START MATERIAL FOR THIS TASK

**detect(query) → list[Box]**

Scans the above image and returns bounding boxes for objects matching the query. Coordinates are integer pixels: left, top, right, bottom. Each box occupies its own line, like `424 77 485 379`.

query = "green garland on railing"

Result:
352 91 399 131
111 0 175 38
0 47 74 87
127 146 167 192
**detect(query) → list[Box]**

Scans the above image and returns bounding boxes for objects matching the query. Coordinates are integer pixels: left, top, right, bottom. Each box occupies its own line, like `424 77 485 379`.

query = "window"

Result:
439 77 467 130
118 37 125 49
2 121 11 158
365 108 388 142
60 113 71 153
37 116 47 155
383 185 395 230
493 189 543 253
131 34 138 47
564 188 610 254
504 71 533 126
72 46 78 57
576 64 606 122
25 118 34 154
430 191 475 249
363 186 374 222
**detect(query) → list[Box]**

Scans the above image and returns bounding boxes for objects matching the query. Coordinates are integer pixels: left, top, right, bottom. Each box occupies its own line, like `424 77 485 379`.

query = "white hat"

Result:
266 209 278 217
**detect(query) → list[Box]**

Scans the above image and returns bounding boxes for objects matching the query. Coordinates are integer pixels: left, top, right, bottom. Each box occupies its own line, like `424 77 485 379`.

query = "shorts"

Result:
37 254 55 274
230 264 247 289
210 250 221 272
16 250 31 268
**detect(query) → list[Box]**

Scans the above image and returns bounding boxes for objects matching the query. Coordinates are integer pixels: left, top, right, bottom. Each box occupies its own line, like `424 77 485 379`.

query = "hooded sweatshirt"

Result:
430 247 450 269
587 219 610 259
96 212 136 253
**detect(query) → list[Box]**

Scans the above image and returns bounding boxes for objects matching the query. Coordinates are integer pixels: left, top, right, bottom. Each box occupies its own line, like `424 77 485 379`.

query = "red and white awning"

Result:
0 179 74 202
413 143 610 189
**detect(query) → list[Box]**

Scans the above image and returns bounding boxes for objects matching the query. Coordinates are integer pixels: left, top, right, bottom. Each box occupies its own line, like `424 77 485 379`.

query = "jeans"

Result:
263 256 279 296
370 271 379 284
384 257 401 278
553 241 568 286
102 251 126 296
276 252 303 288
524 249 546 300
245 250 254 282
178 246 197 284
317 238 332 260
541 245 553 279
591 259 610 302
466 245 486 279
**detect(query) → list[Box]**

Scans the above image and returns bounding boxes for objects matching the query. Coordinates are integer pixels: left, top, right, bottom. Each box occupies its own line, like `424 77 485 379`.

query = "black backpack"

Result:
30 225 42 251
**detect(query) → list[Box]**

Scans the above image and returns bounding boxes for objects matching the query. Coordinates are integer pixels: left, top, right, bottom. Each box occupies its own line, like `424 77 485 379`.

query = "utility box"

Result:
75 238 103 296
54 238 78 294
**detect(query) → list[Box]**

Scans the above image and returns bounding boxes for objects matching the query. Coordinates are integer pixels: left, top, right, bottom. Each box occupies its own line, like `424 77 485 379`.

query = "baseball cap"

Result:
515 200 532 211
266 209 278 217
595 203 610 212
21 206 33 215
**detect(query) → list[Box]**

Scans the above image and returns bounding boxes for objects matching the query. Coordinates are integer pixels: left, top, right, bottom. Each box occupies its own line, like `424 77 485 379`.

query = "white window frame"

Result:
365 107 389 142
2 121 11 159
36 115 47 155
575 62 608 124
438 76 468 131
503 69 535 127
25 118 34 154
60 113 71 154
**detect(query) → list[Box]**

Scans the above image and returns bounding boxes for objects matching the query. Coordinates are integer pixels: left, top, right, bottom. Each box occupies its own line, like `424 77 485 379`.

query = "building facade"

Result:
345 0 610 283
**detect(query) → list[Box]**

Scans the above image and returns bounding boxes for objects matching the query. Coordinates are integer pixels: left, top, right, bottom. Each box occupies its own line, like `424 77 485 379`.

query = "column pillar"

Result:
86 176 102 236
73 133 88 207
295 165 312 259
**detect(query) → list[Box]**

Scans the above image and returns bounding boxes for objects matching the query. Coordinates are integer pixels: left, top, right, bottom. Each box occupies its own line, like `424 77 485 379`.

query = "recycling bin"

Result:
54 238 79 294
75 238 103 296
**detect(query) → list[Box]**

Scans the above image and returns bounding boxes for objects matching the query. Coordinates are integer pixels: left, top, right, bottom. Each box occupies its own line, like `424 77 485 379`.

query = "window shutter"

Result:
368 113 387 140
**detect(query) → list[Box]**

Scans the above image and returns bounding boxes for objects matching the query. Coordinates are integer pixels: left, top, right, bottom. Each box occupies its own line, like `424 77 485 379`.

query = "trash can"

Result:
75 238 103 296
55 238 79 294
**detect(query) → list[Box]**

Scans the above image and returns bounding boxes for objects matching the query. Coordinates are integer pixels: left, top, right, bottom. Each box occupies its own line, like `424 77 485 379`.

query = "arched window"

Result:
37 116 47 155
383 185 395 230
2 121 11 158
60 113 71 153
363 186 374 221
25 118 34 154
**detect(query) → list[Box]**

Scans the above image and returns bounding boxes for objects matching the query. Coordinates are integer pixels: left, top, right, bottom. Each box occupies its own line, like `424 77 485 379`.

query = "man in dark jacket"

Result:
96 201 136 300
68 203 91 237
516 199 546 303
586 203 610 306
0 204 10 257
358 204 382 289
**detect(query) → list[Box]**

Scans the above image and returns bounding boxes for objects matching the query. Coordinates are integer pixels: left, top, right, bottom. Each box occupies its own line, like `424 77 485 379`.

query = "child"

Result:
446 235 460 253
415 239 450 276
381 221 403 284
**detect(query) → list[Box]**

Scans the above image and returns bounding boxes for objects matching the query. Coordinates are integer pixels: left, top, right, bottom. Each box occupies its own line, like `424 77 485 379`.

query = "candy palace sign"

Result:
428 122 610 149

END MATERIAL FOR THIS TASK

- [EXERCISE INSTRUCTIONS]: The records above need copying. Do it exactly.

- [WORKED SOLUTION]:
**detect(query) → list[Box]**

Scans the above image and returns bounding boxes for objects matching the query. Coordinates are integer pixels: left, top, right, bottom. Each box occupies its own line, like `424 77 485 379`.

query = "green garland on railing"

Result:
352 91 399 131
111 0 175 38
0 47 74 87
127 146 167 192
**detect(query) → list[Box]**

Scans the above image and returns bounding boxes for objects matching the query. Coordinates are integer pixels: left, top, right, bottom. Each box occupies its own line, like `424 77 485 379`.

query = "window"

Result:
439 77 467 130
118 37 125 49
2 121 11 158
365 108 388 142
60 113 71 153
37 116 47 155
383 185 395 230
493 189 543 253
131 34 138 47
564 188 610 254
504 71 533 126
72 46 78 57
576 64 606 122
25 118 34 154
430 191 475 249
363 186 374 222
**detect(query) → list[Box]**

Scans the above image and returns bounding boxes for objects matching the query. Coordinates are integer pixels: left, top, right, bottom. Each box occupies its own line, like `424 77 485 379`.

query = "white hat"

Result:
266 209 278 217
**detect(query) → list[Box]**

Scans the above image and returns bounding boxes for objects matching the query. Coordinates are integer pixels: left, top, right, bottom. Each box occupies its own line, like `424 77 485 379`.

query = "shorts"

Result:
37 254 55 274
230 264 247 289
210 250 221 272
16 250 31 268
**detect(query) → list[Box]**

Scans the above image and returns bounding boxes for objects matching the query. Coordinates are integer pixels: left, top, right, bottom. Each box occupies its own line, like `424 77 485 379`.

query = "hooded sweatshirt"

Result:
430 247 450 269
587 219 610 259
96 212 136 253
**detect(query) → list[Box]**

Scans the above image and returns bounding boxes for objects matching the query. Coordinates are integer pixels: left, top, right, bottom. Each box occupies its own line, like `424 77 485 379`.

query = "red and white awning"

Result:
0 179 74 202
413 143 610 189
**detect(query) → list[Box]**

Scans the above image and returns bounding boxes for objects matching the query. Coordinates are integer pixels: left, top, right, bottom. Each box occupies its own line, like `424 77 485 379`.

query = "jeans"

Result:
263 256 279 296
370 271 379 284
384 257 401 278
553 241 568 286
102 251 126 296
276 252 303 288
524 249 546 300
245 250 254 282
178 246 197 284
317 238 332 260
541 245 553 279
591 259 610 302
466 245 486 279
**detect(query) → list[Box]**

Scans the above image and returns bounding boxes for objects matching the query. Coordinates are integer pixels: left, top, right, bottom. Each box occupies its own line, like `424 77 485 379`.

query = "black backpack"

Result:
30 225 42 251
**detect(query) → list[Box]**

Scans the above image and returns bounding boxes for objects matching the query. Coordinates are integer pixels: left, top, right, bottom. Each box occupies its own line, like `424 77 485 379`.

query = "utility box"

Result:
75 238 103 296
54 238 78 294
**detect(query) → list[Box]**

Scans the above image and returns bounding boxes for objects matching the query. Coordinates are integer pixels: left, top, right, bottom. Each box occupies its own line, like `424 77 485 379`.

query = "baseball cap"

Result:
515 200 532 211
266 209 278 217
595 203 610 212
21 206 33 215
**detect(query) → list[Box]**

Scans the above image and returns bounding boxes for objects matching the query. Coordinates are integer pixels: left, top, right, bottom. Each box occupies its own line, like `424 77 485 379`.

query = "white window frame"

Result:
365 107 389 142
2 121 11 159
36 115 47 155
575 62 608 124
438 76 468 131
503 69 535 127
25 118 34 154
60 113 71 154
**detect(query) → list[Box]**

Scans the above image and returns bounding boxes for objects matching the query. Coordinates are integer pixels: left, top, right, bottom. Each box occupies its own line, like `424 77 485 379`.

query = "building facade"

Result:
345 0 610 283
**detect(query) → list[Box]**

Scans the above image and returns bounding boxes for objects matching the query. Coordinates are integer pixels: left, top, right, bottom. Each box occupies its own line, like `424 77 485 379`.

query = "column pillar"

Result:
86 176 102 236
73 133 88 207
295 165 312 259
**detect(query) → list[Box]**

Scans the above image and returns bounding boxes for objects matching the query. Coordinates are integer pixels: left, top, right, bottom. Each box occupies its own line, like `424 77 485 379`.

query = "recycling bin"

Result:
54 238 79 294
75 238 103 296
**detect(query) → list[Box]**

Scans the above image and returns bounding boxes for objects matching the query. Coordinates are integer pixels: left, top, right, bottom. Each box occupies its own line, like `424 77 485 379`.

query = "window shutter"

Result:
368 113 387 140
**detect(query) → list[Box]**

Scans the above image and returns bounding boxes for objects matching the query. Coordinates are integer pixels: left, top, right, bottom. Each box occupies its own line, like `424 77 485 379`.

query = "trash can"

Result:
75 238 103 296
55 238 79 294
**detect(query) → list[Box]**

Scans the above image and returns bounding boxes for objects matching the query. Coordinates are integer pixels: left, top, right, bottom. Each box occupies its own line, like `424 77 485 379`.

query = "arched window"

Result:
37 116 47 155
383 185 395 230
2 121 11 158
60 113 71 153
363 186 374 221
25 118 34 154
**detect(query) → list[Box]**

Scans the above image and returns bounding boxes for objects matching the query. Coordinates are integer pixels: left, top, right, bottom. Each box occupies its own line, like `424 77 485 379`.

query = "man in dark jacket"

Result:
96 201 136 300
68 203 91 237
516 199 546 303
586 203 610 306
0 204 10 257
358 204 382 289
**detect(query) → list[Box]**

Scans the above image and returns bounding boxes for objects matching the query. Coordinates are integer pixels: left, top, right, bottom. Each box occupies its own line, like `424 77 485 379`.

query = "child"

Result:
446 235 460 253
415 239 450 276
381 221 403 284
**detect(query) → list[Box]**

Scans the above image and returns bounding boxes for objects matching the query. Coordinates are integer pixels: left, top, right, bottom. Each box occupies its own line, like `424 77 485 379`.

query = "candy palace sign"

Result:
428 122 610 149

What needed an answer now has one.